[Data excerpts]
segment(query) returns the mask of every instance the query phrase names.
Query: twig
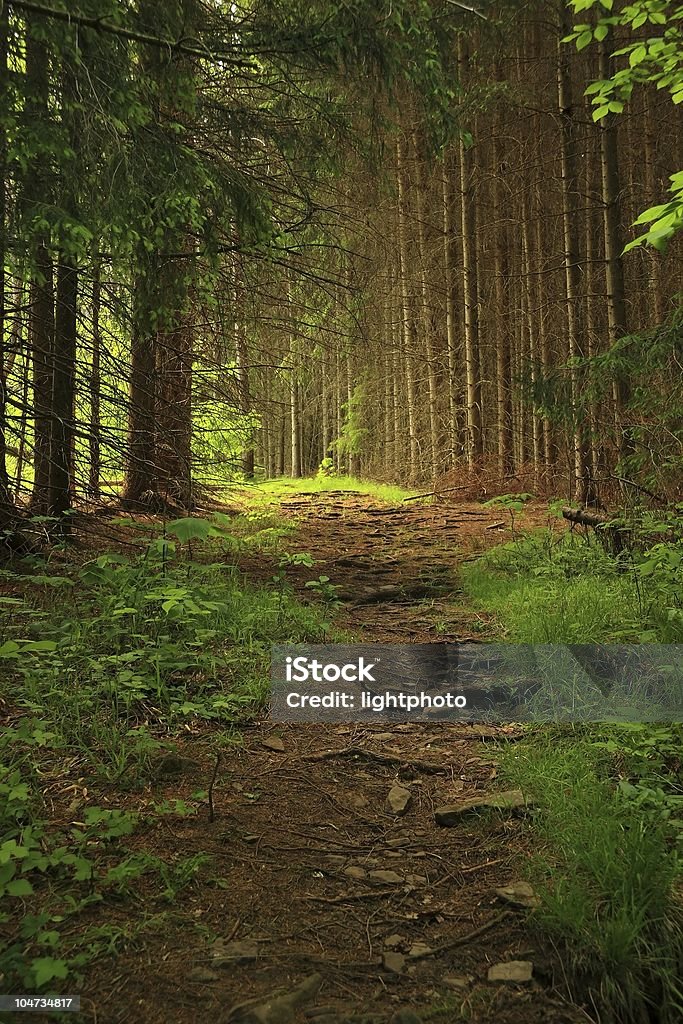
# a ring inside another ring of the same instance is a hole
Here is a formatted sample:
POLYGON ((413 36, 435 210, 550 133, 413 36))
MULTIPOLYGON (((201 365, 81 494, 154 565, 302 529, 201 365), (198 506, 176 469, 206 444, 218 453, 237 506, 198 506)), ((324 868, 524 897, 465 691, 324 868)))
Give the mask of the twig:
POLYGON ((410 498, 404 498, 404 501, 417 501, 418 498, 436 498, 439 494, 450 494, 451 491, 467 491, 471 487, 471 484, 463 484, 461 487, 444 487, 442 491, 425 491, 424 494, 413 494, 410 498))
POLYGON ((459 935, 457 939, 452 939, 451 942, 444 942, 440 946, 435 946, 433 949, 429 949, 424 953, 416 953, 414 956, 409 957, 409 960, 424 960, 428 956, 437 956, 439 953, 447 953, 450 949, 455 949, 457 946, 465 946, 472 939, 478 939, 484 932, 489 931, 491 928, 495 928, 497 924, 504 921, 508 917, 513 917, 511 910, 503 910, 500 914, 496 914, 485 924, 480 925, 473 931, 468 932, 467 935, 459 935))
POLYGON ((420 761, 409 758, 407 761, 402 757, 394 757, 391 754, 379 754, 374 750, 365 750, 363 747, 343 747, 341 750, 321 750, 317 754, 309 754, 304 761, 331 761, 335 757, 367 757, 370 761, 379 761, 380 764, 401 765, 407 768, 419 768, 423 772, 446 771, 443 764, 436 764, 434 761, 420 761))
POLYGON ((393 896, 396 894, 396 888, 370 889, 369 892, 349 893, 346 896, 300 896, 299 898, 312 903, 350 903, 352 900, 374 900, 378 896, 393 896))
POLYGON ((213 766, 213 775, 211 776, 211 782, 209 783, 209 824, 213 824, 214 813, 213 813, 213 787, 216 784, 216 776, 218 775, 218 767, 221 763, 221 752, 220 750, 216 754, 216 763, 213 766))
[/Data excerpts]
* _Exercise description_:
Pictures aside, print exactly the lines above starting with the one containing "Query: twig" and going on through the one containing "MULTIPOLYGON (((201 365, 81".

* _Completed task_:
Query: twig
# a ring inside another ring of the same instance is a hole
Here is a formatted sample:
POLYGON ((413 36, 435 210, 550 133, 413 36))
MULTIPOLYGON (((201 365, 81 494, 154 565, 302 529, 201 365), (198 506, 176 469, 206 444, 218 453, 237 506, 198 506)), ((324 868, 524 897, 465 691, 324 868)))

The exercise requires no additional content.